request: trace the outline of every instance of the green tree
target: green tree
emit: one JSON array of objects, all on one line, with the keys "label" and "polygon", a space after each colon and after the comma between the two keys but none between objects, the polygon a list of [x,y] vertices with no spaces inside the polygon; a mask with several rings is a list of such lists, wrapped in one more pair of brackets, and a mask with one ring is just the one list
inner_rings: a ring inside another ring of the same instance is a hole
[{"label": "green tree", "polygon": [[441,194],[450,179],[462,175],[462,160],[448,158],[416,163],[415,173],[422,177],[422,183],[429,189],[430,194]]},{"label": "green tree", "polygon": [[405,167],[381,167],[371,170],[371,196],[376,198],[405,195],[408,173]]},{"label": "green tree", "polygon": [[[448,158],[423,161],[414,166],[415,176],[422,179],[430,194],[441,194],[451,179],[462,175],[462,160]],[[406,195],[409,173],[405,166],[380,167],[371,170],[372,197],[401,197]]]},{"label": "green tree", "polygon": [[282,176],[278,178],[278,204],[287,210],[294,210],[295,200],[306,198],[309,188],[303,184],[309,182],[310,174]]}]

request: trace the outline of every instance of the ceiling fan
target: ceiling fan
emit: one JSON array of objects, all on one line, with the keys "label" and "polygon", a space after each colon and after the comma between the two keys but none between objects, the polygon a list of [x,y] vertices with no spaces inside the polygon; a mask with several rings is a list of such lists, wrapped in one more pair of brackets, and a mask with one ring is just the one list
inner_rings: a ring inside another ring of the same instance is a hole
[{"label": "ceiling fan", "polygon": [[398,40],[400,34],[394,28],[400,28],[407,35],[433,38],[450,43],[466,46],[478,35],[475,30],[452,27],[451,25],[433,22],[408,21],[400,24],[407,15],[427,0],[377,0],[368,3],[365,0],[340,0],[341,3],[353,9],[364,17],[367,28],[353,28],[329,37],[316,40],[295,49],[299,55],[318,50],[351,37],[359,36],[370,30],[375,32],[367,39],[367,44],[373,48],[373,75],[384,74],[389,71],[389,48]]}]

┄┄┄┄┄┄

(WHAT YOU HAVE TO DO)
Extract all of the data shown above and repeat it verbatim.

(RESULT)
request: trace the outline of every instance of the green tree
target: green tree
emit: one JSON array of objects, all on one line, with the keys "label" and "polygon", a space after each colon and after the comma between the two keys but none between objects, the polygon a list of [x,y] vertices with no spaces inside the polygon; a mask with several rings is a list of such lists, wrapped in one more pair of brackets, and a mask with one ring is just the one list
inner_rings: a ring inside another ring of the same instance is a hole
[{"label": "green tree", "polygon": [[441,194],[450,179],[462,175],[462,160],[448,158],[416,163],[415,173],[422,177],[422,183],[429,189],[430,194]]},{"label": "green tree", "polygon": [[405,167],[381,167],[371,170],[371,196],[376,198],[405,195],[408,173]]},{"label": "green tree", "polygon": [[[448,158],[423,161],[414,166],[415,176],[422,179],[430,194],[441,194],[451,179],[462,175],[462,160]],[[406,195],[409,173],[405,166],[380,167],[371,170],[372,197],[401,197]]]},{"label": "green tree", "polygon": [[282,176],[278,178],[278,204],[287,210],[294,210],[295,200],[306,198],[309,188],[303,184],[309,182],[310,174]]}]

request: trace the outline of every instance of the ceiling fan
target: ceiling fan
emit: one JSON array of objects, all on one line, with the keys "label" and "polygon", a space after each colon and after the comma between the two keys but none between objects, the polygon a list of [x,y] vertices with no spaces inside the polygon; a mask with several rings is a list of such lists, wrapped in one more pair of brackets, and a mask with one ring is just the one list
inner_rings: a ring inside another ring of the same instance is a hole
[{"label": "ceiling fan", "polygon": [[398,40],[400,34],[394,28],[400,28],[407,35],[433,38],[450,43],[466,46],[478,35],[475,30],[452,27],[451,25],[433,22],[408,21],[400,24],[407,15],[427,0],[377,0],[368,3],[365,0],[340,0],[341,3],[353,9],[364,17],[367,28],[353,28],[329,37],[316,40],[295,49],[299,55],[318,50],[351,37],[359,36],[370,30],[375,32],[367,39],[367,44],[373,48],[373,75],[384,74],[389,71],[389,48]]}]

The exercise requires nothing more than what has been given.